- _Work to do_
Set down every record once more, exactly as given.

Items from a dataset
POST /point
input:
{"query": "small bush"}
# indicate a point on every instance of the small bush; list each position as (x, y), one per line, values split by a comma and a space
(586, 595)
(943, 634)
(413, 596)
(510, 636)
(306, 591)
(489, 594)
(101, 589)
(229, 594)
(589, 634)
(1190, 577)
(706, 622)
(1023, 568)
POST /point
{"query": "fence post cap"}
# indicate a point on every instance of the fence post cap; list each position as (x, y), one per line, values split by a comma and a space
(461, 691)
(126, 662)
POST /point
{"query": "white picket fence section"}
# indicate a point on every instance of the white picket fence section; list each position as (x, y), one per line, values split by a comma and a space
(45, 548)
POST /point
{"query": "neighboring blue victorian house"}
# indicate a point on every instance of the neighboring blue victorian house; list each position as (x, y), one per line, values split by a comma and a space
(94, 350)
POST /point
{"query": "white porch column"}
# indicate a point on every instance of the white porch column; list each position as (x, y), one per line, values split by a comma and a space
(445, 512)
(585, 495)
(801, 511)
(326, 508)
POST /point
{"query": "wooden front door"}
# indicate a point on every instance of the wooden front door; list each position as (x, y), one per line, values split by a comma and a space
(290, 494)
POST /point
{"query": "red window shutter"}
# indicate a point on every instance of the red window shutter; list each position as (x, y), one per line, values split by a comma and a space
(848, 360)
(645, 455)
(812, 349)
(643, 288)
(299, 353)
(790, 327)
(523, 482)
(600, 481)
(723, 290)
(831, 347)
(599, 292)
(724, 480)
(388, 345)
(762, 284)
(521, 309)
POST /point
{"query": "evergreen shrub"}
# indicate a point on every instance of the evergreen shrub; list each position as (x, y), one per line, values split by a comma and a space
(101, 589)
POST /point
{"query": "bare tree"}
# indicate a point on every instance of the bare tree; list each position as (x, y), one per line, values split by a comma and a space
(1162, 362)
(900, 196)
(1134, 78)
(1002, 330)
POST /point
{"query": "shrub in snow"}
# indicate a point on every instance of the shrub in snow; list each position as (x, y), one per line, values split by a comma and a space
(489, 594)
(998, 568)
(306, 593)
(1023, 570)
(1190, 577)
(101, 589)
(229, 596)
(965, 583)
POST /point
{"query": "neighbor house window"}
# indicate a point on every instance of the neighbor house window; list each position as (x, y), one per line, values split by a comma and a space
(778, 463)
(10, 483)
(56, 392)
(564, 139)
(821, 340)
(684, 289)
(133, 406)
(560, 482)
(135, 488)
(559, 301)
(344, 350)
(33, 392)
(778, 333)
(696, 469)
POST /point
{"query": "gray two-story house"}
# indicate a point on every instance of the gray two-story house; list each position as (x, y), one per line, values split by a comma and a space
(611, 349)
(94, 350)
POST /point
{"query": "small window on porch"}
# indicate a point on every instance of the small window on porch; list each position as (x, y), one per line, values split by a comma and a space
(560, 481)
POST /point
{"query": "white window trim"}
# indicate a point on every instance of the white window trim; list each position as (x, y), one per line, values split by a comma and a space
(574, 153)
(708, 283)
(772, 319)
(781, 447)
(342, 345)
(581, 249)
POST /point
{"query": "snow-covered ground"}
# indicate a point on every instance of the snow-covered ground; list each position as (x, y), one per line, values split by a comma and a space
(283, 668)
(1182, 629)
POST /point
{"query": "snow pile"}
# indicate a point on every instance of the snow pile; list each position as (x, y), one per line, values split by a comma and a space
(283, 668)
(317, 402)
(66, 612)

- _Answer to this exercise_
POST /point
input:
{"query": "small bush"}
# indicate a point on every instance of the small bush; list each position as (x, y), one per line, values split by a comma and a space
(586, 595)
(943, 634)
(413, 596)
(510, 636)
(306, 591)
(489, 594)
(101, 589)
(229, 594)
(589, 634)
(1190, 577)
(706, 622)
(1023, 568)
POST /point
{"query": "fence post cap"}
# indicate a point on every instance of the fence post cap; list each position as (x, y), one per line, values split by a comma and a space
(461, 691)
(126, 662)
POST /point
{"query": "white picket fence section"}
# indicate a point on every instance of the white picket fence section; list each position as (x, y), one per line, values split by a comma and a space
(45, 548)
POST /point
{"query": "neighboring blue victorian house"}
# indicate a point on every instance of the neighboring blue victorian house; list each position as (x, y), one per line, values split by a comma and a space
(94, 350)
POST /point
{"query": "white porch column"}
# indicate a point on every instance of the white porch column; list each position as (x, y), one per line, values split by a comma and a space
(445, 512)
(585, 495)
(801, 511)
(326, 508)
POST /point
{"query": "wooden front door"}
# indicate a point on every instance of the wooden front door; list each position as (x, y), one per line, values split by a comma and a space
(290, 494)
POST /point
{"query": "red window shutter"}
# indicate a point on every instance of the red window shutter; list each position as (x, y), one per line, values split by a comma and a space
(848, 360)
(645, 455)
(812, 349)
(643, 288)
(299, 353)
(790, 327)
(523, 482)
(600, 481)
(723, 290)
(831, 347)
(599, 292)
(724, 480)
(388, 345)
(762, 284)
(521, 309)
POST /point
{"query": "evergreen shrub"}
# indicate a point on every instance of the evergreen shrub; list each position as (x, y), one per line, values split by a comma and a space
(101, 589)
POST /point
{"query": "bare tree"}
# indicate a point on every instance of the bare tree; list each position as (x, y), one per line, values split by a comma and a space
(1162, 362)
(900, 196)
(1134, 78)
(1002, 330)
POST /point
{"query": "shrub in snow"}
# indicate a point on every instance of the shrub in snow; list each position as (x, y), one per line, values split by a comma and a space
(489, 594)
(998, 568)
(306, 593)
(1023, 570)
(1190, 577)
(101, 589)
(229, 596)
(965, 583)
POST /point
{"query": "neighbor house window"}
# indicate a point on every instance of the neighbor house window; list each position as (x, y), one per line, values split by a comma and a space
(778, 463)
(10, 483)
(56, 392)
(564, 139)
(821, 340)
(684, 289)
(133, 406)
(560, 482)
(135, 488)
(559, 301)
(344, 350)
(33, 392)
(778, 333)
(696, 469)
POST /point
{"query": "gray two-story house"}
# indicate a point on every instance of the gray two-story house; list each position as (x, y), one per line, values split by a comma and a space
(611, 349)
(94, 350)
POST /point
{"query": "small window on porch"}
# indicate a point on every instance of the small window on porch; list each position as (x, y), one per line, values split by a comma and a space
(560, 481)
POST /point
{"query": "white window trim"}
# indicate a point on every instance of the white window trim; list each position as (x, y), one per line, values split by a comma and a space
(574, 153)
(708, 283)
(772, 319)
(781, 447)
(342, 345)
(581, 249)
POST /point
{"query": "snow-covered ground"}
# indicate a point on every instance of the snow-covered ground; list each position as (x, y), one per line, values split by a comma and a space
(283, 668)
(1182, 629)
POST /point
{"query": "snow pile"}
# indicate a point on every instance of the snow pile; list each position as (x, y), one per line, values split by a comma and a space
(283, 668)
(317, 402)
(66, 612)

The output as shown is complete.